(Stored records)
================================

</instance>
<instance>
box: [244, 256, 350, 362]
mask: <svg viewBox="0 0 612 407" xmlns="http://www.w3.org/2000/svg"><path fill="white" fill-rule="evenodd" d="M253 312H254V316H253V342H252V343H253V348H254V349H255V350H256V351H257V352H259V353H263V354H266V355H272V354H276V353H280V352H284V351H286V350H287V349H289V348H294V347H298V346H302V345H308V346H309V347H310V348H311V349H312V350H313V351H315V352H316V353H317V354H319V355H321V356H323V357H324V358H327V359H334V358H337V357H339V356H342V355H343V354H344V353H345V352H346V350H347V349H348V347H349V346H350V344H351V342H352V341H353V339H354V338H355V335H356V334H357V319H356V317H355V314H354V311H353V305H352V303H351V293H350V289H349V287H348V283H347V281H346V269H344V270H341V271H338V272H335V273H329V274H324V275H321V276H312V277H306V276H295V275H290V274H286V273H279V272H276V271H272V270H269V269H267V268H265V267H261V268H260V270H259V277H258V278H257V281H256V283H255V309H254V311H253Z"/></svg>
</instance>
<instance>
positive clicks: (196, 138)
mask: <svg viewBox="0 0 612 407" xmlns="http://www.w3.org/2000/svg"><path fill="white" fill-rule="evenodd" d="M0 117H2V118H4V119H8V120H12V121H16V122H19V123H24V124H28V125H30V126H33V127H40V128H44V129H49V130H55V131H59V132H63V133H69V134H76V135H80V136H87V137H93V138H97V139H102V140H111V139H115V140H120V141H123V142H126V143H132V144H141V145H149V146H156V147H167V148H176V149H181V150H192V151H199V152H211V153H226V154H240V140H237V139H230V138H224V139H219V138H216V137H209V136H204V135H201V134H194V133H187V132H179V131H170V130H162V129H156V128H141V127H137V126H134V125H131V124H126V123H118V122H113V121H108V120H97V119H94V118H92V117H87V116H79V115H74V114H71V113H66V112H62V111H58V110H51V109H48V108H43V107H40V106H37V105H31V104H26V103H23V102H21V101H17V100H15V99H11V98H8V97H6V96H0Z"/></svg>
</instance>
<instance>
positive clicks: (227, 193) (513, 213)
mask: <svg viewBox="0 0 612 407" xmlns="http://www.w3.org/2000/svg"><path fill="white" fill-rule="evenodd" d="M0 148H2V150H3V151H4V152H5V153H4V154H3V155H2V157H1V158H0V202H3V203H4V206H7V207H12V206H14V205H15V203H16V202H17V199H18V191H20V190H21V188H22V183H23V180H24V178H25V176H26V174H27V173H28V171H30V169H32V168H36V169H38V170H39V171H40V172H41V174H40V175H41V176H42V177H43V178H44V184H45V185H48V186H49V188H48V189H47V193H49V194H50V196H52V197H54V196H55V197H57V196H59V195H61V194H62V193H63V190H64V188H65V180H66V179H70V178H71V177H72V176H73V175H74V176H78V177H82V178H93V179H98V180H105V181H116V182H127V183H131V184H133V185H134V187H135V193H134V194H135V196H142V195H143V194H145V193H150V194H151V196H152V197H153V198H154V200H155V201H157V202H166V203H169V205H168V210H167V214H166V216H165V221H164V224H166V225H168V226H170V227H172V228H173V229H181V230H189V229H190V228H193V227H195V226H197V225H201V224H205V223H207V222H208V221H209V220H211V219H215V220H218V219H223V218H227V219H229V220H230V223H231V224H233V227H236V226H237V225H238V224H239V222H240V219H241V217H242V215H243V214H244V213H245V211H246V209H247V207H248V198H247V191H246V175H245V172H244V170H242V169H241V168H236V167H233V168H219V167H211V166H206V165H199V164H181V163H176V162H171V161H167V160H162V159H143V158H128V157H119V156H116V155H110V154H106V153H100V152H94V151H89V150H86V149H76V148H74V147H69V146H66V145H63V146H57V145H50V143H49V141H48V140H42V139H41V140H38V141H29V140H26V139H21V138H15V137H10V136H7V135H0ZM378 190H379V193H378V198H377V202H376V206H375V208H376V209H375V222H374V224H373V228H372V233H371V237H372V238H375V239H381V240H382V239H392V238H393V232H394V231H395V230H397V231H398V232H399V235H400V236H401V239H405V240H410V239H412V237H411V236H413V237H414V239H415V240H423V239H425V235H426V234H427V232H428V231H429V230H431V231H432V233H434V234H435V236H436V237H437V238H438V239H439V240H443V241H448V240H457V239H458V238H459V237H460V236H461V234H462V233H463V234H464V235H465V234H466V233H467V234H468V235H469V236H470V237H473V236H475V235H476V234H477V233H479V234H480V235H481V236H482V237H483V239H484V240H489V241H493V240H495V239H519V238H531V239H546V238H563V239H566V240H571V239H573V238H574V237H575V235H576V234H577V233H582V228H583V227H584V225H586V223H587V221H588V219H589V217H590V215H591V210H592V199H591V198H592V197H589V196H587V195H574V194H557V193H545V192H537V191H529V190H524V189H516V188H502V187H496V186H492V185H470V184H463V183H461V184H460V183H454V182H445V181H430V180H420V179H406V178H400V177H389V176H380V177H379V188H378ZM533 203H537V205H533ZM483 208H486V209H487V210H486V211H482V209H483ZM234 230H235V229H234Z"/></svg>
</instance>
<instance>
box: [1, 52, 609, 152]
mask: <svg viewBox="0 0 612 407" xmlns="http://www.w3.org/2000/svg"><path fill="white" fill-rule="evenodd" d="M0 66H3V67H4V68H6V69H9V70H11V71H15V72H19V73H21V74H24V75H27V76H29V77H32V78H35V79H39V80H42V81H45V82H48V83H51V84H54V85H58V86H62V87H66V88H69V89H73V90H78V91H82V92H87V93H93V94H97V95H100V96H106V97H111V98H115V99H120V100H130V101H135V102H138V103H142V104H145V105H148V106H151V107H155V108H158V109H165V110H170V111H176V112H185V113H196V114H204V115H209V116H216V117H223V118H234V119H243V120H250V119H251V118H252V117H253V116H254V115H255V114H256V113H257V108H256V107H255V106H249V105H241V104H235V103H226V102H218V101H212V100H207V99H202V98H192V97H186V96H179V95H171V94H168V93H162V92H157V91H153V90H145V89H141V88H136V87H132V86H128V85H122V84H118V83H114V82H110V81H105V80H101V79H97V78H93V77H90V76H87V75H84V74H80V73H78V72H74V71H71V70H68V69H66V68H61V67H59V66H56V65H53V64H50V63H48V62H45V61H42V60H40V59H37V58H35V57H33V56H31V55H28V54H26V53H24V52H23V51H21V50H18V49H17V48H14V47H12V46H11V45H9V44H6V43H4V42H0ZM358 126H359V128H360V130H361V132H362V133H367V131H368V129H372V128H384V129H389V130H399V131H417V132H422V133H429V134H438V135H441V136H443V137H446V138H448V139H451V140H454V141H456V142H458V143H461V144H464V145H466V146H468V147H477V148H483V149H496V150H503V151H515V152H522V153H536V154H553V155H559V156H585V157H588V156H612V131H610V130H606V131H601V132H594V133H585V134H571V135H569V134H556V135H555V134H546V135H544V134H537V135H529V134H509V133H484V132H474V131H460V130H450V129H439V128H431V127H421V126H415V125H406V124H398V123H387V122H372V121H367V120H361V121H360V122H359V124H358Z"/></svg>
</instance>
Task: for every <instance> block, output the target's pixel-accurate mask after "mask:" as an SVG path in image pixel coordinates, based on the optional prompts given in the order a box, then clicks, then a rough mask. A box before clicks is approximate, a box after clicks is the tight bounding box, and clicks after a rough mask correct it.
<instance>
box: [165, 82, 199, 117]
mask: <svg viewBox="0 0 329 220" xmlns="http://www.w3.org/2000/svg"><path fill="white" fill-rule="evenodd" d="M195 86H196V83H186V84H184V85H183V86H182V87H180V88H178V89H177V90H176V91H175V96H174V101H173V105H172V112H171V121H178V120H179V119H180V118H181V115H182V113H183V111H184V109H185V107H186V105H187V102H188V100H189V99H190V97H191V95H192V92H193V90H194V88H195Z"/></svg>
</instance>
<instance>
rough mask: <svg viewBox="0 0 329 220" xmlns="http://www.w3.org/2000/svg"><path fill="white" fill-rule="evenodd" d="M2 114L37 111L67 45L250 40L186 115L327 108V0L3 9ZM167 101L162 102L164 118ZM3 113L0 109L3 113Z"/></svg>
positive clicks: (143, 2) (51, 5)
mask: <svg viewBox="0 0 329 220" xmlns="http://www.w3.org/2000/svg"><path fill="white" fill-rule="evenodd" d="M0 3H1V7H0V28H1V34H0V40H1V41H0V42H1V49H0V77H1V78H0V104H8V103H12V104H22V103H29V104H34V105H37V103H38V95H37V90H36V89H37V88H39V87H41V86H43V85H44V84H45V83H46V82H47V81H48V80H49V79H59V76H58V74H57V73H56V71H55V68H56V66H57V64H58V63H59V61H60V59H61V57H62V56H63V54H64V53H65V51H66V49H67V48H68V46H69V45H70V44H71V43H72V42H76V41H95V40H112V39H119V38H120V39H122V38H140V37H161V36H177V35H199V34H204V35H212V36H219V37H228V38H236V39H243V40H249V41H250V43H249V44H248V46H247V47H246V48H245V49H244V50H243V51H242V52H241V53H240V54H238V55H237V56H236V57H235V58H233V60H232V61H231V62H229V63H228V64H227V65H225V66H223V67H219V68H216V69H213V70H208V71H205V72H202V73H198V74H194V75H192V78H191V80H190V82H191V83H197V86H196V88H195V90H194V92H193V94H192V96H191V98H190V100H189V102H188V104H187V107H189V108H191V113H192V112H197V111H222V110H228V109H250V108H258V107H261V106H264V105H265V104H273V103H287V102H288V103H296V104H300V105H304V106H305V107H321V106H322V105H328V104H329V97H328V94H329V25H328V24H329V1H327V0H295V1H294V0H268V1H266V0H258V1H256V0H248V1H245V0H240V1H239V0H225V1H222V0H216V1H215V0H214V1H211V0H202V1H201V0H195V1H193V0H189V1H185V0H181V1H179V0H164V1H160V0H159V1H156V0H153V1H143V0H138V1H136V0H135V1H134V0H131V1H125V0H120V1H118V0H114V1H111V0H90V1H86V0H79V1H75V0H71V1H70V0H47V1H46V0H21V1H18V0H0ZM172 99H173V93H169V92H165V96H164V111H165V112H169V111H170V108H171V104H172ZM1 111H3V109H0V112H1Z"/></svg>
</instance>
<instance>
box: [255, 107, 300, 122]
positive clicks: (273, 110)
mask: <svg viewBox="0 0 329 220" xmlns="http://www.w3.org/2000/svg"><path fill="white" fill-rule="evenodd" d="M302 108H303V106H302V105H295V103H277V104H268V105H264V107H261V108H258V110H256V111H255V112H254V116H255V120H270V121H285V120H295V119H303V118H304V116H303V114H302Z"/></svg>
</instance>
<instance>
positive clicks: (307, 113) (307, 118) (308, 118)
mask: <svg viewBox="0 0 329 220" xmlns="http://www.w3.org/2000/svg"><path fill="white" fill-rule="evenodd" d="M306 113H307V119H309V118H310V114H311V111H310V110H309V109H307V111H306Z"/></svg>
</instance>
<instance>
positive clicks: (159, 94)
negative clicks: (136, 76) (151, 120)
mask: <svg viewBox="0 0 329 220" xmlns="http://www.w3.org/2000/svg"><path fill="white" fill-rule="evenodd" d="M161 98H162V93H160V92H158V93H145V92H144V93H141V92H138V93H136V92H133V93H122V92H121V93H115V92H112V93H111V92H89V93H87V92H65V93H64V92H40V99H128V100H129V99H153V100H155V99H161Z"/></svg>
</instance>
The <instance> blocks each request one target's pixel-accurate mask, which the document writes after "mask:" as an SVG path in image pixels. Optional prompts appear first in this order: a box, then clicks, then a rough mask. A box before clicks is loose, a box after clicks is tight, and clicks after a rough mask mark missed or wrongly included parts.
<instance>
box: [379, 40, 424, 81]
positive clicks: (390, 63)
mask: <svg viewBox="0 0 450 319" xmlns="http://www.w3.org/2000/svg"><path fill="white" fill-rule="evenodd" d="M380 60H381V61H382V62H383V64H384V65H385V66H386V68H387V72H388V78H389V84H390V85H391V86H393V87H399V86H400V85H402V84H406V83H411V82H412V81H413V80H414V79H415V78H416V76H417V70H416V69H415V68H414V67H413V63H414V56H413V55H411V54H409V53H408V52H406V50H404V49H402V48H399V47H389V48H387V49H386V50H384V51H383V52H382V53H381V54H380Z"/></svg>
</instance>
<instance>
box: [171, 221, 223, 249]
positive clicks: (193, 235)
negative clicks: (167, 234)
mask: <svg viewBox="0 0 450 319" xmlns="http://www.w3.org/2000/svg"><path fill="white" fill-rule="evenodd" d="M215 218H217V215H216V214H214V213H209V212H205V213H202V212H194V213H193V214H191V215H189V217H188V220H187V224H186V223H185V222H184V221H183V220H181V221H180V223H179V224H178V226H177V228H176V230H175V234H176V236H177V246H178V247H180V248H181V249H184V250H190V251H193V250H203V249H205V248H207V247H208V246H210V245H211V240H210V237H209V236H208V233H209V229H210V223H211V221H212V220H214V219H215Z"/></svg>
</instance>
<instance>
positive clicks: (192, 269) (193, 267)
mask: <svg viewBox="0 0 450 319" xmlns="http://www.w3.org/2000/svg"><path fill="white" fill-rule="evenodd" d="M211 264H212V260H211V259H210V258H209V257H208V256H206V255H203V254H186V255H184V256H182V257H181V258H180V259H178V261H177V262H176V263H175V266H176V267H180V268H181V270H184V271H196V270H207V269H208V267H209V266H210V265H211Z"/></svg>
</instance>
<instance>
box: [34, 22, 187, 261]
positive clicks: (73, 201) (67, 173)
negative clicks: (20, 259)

================================

_Problem_: List every line of the items above that contains the string "positive", matching case exactly.

_Output of the task_:
positive clicks: (196, 138)
positive clicks: (227, 193) (513, 213)
positive clicks: (143, 2) (51, 5)
positive clicks: (273, 110)
positive clicks: (307, 113) (307, 118) (308, 118)
positive clicks: (159, 94)
positive clicks: (390, 63)
positive clicks: (193, 235)
positive clicks: (192, 269) (193, 267)
positive clicks: (73, 201) (67, 173)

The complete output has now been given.